Point placement records:
####################

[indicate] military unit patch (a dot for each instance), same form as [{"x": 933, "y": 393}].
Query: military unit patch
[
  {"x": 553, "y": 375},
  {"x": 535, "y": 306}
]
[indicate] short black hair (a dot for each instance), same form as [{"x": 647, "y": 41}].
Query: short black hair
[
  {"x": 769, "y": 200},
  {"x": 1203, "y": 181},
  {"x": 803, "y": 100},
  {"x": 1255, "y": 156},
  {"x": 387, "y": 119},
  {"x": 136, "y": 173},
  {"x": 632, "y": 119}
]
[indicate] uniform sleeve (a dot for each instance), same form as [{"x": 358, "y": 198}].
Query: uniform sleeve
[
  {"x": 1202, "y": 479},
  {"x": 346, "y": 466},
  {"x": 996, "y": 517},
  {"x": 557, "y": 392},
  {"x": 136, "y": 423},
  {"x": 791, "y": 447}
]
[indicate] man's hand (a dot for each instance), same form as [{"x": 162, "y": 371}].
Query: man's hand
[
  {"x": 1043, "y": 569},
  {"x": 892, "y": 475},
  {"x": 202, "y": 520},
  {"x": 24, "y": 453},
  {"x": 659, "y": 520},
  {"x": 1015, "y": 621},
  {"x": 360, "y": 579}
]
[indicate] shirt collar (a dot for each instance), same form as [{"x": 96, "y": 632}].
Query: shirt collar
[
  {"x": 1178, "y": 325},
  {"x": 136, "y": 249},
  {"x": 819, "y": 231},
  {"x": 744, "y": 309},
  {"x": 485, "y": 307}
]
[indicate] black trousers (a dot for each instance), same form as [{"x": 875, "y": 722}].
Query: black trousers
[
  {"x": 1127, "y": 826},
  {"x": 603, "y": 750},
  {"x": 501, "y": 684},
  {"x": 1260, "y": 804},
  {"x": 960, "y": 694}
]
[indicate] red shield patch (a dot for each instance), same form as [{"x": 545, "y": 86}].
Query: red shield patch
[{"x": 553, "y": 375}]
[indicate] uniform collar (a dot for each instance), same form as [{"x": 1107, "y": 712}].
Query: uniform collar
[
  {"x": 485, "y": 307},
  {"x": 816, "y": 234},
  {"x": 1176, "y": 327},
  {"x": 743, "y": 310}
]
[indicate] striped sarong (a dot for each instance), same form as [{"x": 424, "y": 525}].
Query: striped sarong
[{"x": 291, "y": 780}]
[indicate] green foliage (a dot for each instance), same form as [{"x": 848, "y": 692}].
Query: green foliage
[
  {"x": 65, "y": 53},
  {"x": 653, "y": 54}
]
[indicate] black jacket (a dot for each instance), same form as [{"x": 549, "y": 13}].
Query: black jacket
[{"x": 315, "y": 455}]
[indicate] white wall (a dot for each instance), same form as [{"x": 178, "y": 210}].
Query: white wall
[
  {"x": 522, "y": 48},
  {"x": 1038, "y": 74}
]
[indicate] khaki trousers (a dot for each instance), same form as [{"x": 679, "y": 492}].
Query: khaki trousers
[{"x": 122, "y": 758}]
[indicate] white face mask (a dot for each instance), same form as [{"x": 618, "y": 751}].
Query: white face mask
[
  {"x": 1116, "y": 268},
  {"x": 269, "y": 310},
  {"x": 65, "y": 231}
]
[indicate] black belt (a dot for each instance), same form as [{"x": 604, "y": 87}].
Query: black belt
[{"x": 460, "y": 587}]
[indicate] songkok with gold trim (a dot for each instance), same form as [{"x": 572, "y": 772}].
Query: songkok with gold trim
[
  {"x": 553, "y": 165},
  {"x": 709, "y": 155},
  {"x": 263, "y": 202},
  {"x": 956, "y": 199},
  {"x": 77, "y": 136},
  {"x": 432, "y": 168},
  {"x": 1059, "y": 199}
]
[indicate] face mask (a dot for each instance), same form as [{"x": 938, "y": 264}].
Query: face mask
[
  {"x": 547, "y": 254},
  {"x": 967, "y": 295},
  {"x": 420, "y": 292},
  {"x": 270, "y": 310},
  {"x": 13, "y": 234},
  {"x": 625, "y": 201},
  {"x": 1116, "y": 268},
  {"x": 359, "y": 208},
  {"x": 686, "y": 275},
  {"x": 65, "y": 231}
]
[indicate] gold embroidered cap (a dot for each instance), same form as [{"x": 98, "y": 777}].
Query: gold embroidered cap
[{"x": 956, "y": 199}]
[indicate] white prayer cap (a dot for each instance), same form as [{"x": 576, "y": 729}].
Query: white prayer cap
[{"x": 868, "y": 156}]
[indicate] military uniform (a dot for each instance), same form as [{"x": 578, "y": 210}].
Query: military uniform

####################

WHAT IS REQUIRED - Give exactly the lines from the one with "[indicate] black belt" to the end of the entries, nothing before them.

RESPONSE TO THIS EXERCISE -
[indicate] black belt (a dot for each instance), same form as [{"x": 604, "y": 87}].
Query: black belt
[{"x": 460, "y": 587}]
[indicate] songkok with gold trim (a dot for each instance), same form as [{"x": 572, "y": 772}].
Query: songkok with gold trim
[
  {"x": 553, "y": 165},
  {"x": 709, "y": 155},
  {"x": 263, "y": 202},
  {"x": 956, "y": 199},
  {"x": 77, "y": 136},
  {"x": 432, "y": 168},
  {"x": 1059, "y": 199}
]
[indicate] face mask (a dot for each instance), same form as [{"x": 938, "y": 264}].
Query: face mask
[
  {"x": 547, "y": 254},
  {"x": 967, "y": 295},
  {"x": 420, "y": 292},
  {"x": 270, "y": 310},
  {"x": 13, "y": 234},
  {"x": 625, "y": 201},
  {"x": 1116, "y": 268},
  {"x": 359, "y": 208},
  {"x": 686, "y": 275},
  {"x": 65, "y": 231}
]
[indicate] gold embroidered cap (a dot for each instance), same form as [{"x": 98, "y": 777}].
Query: gold embroidered cap
[{"x": 956, "y": 199}]
[indicate] white prayer cap (a dot for each instance), same form as [{"x": 576, "y": 729}].
Query: white prayer cap
[{"x": 868, "y": 156}]
[indicate] military uniform (a dot for each instance), same form as [{"x": 578, "y": 210}].
Query: military uniform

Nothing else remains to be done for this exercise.